— START —

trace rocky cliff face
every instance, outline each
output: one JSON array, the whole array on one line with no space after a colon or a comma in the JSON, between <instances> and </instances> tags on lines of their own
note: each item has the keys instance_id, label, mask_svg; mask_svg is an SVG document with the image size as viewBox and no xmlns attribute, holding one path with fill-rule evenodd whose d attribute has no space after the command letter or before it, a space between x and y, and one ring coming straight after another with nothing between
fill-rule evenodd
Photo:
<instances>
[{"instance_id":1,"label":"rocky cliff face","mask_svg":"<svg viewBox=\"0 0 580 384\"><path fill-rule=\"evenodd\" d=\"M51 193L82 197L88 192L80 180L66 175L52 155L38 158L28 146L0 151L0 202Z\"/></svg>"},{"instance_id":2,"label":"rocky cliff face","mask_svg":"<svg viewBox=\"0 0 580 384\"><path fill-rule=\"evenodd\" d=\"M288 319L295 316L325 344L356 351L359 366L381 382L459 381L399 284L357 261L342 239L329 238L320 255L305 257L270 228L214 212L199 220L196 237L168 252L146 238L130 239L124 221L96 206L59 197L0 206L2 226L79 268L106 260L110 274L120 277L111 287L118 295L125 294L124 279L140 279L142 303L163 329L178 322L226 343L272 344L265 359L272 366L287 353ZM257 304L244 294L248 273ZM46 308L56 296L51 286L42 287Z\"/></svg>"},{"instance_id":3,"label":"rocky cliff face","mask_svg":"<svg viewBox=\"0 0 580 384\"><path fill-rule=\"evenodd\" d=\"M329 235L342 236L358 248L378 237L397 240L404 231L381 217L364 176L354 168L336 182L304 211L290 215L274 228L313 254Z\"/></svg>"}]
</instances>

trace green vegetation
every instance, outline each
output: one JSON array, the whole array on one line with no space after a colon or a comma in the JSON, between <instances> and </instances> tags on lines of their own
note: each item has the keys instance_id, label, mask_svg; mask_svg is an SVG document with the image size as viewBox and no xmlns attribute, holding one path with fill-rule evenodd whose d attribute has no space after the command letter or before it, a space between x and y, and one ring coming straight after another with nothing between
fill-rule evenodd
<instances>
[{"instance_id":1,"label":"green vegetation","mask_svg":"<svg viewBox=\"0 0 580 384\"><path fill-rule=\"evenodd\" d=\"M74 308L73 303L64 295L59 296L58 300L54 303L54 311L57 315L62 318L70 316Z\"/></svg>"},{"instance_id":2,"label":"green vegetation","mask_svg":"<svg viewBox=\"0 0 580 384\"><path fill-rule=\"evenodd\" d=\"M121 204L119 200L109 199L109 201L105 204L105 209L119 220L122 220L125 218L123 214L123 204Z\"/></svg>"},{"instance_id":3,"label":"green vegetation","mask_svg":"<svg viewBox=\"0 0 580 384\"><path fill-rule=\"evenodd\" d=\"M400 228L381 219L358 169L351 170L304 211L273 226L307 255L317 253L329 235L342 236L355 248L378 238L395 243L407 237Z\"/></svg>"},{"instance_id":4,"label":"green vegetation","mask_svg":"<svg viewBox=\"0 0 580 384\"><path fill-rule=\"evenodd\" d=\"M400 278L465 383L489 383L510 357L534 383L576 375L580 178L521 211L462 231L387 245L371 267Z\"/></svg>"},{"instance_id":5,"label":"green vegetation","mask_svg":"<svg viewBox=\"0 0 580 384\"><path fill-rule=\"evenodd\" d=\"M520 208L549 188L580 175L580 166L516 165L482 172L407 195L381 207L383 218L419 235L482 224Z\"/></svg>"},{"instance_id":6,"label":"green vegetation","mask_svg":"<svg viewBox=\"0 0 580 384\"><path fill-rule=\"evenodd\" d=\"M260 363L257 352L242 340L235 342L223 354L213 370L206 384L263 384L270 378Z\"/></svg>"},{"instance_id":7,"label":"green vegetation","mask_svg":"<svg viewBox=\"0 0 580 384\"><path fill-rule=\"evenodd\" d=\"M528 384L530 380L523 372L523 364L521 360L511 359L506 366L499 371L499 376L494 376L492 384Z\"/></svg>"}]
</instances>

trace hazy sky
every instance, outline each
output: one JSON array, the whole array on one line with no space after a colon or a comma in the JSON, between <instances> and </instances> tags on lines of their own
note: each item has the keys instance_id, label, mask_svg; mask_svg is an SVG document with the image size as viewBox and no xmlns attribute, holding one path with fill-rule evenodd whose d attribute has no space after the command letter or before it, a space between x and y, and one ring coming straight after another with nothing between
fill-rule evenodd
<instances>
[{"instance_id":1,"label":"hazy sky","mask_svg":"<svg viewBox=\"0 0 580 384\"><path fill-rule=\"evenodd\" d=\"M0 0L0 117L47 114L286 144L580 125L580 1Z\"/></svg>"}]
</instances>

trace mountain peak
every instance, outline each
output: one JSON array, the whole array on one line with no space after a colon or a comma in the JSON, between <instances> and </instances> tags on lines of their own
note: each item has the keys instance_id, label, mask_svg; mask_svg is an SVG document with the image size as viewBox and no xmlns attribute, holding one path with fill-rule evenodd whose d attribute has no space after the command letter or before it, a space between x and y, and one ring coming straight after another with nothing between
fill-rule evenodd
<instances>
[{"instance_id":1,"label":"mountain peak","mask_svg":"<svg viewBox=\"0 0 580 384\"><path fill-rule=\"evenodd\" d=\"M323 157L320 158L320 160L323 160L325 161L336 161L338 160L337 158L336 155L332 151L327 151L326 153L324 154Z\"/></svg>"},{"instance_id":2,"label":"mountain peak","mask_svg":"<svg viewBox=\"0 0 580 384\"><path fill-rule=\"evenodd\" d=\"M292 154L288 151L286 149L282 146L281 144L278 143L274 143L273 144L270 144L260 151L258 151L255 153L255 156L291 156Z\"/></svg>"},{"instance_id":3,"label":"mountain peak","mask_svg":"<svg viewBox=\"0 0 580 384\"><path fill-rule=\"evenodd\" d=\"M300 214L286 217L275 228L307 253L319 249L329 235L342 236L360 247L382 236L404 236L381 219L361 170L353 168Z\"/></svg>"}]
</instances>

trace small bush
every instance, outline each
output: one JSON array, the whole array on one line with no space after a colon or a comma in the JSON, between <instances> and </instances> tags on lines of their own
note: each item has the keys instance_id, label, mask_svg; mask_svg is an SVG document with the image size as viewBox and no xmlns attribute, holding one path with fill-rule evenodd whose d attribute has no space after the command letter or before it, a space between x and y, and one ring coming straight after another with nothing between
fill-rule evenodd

— END —

__SET TASK__: Write out every entry verbatim.

__WRITTEN ANSWER__:
trace rocky cliff face
every instance, outline each
output: one JSON array, the whole array on one line with no space after a colon or a comma in the JSON, between <instances> and </instances> tags on lines of their own
note: each item has the keys instance_id, label, mask_svg; mask_svg is an SVG document with the image size as viewBox and no xmlns attribute, holding one path with fill-rule evenodd whose d attribute has no space after the command letter or before it, a space between x and y, and one ring coming straight after another with nothing between
fill-rule evenodd
Photo:
<instances>
[{"instance_id":1,"label":"rocky cliff face","mask_svg":"<svg viewBox=\"0 0 580 384\"><path fill-rule=\"evenodd\" d=\"M51 193L82 197L88 192L80 180L66 175L52 155L38 158L28 146L0 151L0 202Z\"/></svg>"},{"instance_id":2,"label":"rocky cliff face","mask_svg":"<svg viewBox=\"0 0 580 384\"><path fill-rule=\"evenodd\" d=\"M288 319L295 316L325 344L356 351L359 366L381 382L459 381L399 284L357 261L342 239L329 238L320 255L305 257L270 228L214 212L199 220L196 237L168 252L146 238L130 239L124 221L96 206L59 197L0 206L2 226L79 268L106 260L110 274L120 277L111 287L118 295L125 294L124 279L140 279L142 303L163 329L178 322L226 343L272 344L265 359L272 366L287 353ZM257 304L244 294L248 273ZM46 308L56 296L51 286L42 287Z\"/></svg>"},{"instance_id":3,"label":"rocky cliff face","mask_svg":"<svg viewBox=\"0 0 580 384\"><path fill-rule=\"evenodd\" d=\"M329 235L342 236L358 248L378 237L397 240L404 231L381 217L364 176L354 168L336 182L304 211L290 215L274 228L313 254Z\"/></svg>"}]
</instances>

trace green vegetation
every instance, outline each
output: one JSON array, the whole array on one line with no space after a colon or a comma in the JSON, between <instances> and </instances> tags on lines of their own
note: each item has the keys instance_id, label, mask_svg; mask_svg is an SVG document with the image size as viewBox and no xmlns attribute, holding one path with fill-rule evenodd whose d attribute has no space after the command letter or before it, a space between x and y, and one ring coming straight after another with nothing between
fill-rule evenodd
<instances>
[{"instance_id":1,"label":"green vegetation","mask_svg":"<svg viewBox=\"0 0 580 384\"><path fill-rule=\"evenodd\" d=\"M74 308L73 303L64 295L59 296L58 300L54 303L54 311L57 315L62 318L70 316Z\"/></svg>"},{"instance_id":2,"label":"green vegetation","mask_svg":"<svg viewBox=\"0 0 580 384\"><path fill-rule=\"evenodd\" d=\"M121 204L119 200L109 199L109 201L105 204L105 209L119 220L122 220L125 218L123 214L123 204Z\"/></svg>"},{"instance_id":3,"label":"green vegetation","mask_svg":"<svg viewBox=\"0 0 580 384\"><path fill-rule=\"evenodd\" d=\"M400 228L381 219L358 169L351 170L304 211L273 226L307 255L317 253L329 235L342 236L355 248L378 238L395 243L407 237Z\"/></svg>"},{"instance_id":4,"label":"green vegetation","mask_svg":"<svg viewBox=\"0 0 580 384\"><path fill-rule=\"evenodd\" d=\"M400 278L465 383L489 383L510 357L534 383L576 375L580 178L521 211L462 231L387 245L371 267Z\"/></svg>"},{"instance_id":5,"label":"green vegetation","mask_svg":"<svg viewBox=\"0 0 580 384\"><path fill-rule=\"evenodd\" d=\"M520 208L549 188L580 175L580 166L516 165L482 172L407 195L381 207L383 218L419 235L482 224Z\"/></svg>"},{"instance_id":6,"label":"green vegetation","mask_svg":"<svg viewBox=\"0 0 580 384\"><path fill-rule=\"evenodd\" d=\"M260 363L257 352L242 340L235 342L223 354L213 370L206 384L263 384L270 378Z\"/></svg>"},{"instance_id":7,"label":"green vegetation","mask_svg":"<svg viewBox=\"0 0 580 384\"><path fill-rule=\"evenodd\" d=\"M528 384L530 380L523 372L523 364L521 360L511 359L506 366L499 371L499 376L494 376L492 384Z\"/></svg>"}]
</instances>

trace hazy sky
every instance, outline each
output: one JSON array, the whole array on one line with no space after a colon or a comma in the JSON, between <instances> and </instances> tags on lines of their own
note: each item has the keys instance_id, label, mask_svg; mask_svg is an SVG document with the image size as viewBox and no xmlns attribute, holding one path with fill-rule evenodd whose d attribute has no space after the command letter or before it, a space between x and y, and one ring coming straight after another with nothing between
fill-rule evenodd
<instances>
[{"instance_id":1,"label":"hazy sky","mask_svg":"<svg viewBox=\"0 0 580 384\"><path fill-rule=\"evenodd\" d=\"M0 0L0 117L47 114L286 144L580 125L580 1Z\"/></svg>"}]
</instances>

trace mountain peak
every instance, outline each
output: one JSON array, the whole array on one line with no space after a colon or a comma in the JSON, between <instances> and </instances> tags on lines of their own
note: each item has the keys instance_id, label, mask_svg; mask_svg is an SVG document with the image size as viewBox and no xmlns attribute, holding one path with fill-rule evenodd whose d attribute has no space after the command letter or before it, a space between x and y, and one ring coming straight after another with nothing between
fill-rule evenodd
<instances>
[{"instance_id":1,"label":"mountain peak","mask_svg":"<svg viewBox=\"0 0 580 384\"><path fill-rule=\"evenodd\" d=\"M323 157L320 158L320 160L323 160L325 161L336 161L338 160L337 158L336 155L332 151L327 151L326 153L324 154Z\"/></svg>"},{"instance_id":2,"label":"mountain peak","mask_svg":"<svg viewBox=\"0 0 580 384\"><path fill-rule=\"evenodd\" d=\"M292 154L288 151L286 149L282 146L281 144L278 143L274 143L273 144L270 144L260 151L258 151L255 153L255 156L291 156Z\"/></svg>"},{"instance_id":3,"label":"mountain peak","mask_svg":"<svg viewBox=\"0 0 580 384\"><path fill-rule=\"evenodd\" d=\"M300 214L286 217L275 228L307 253L319 249L329 235L342 236L360 247L382 236L404 236L381 219L361 170L353 168Z\"/></svg>"}]
</instances>

trace small bush
every instance, outline each
output: one JSON array, the whole array on one line with no space after a colon or a comma in the JSON, between <instances> and </instances> tags on lines of their own
note: each item has the keys instance_id, label, mask_svg; mask_svg is an SVG document with the image size as viewBox and no xmlns attribute, holding one path with fill-rule evenodd whose d attribute has no space after the command letter or before it, a space between x and y, and one ring coming straight after another with nothing between
fill-rule evenodd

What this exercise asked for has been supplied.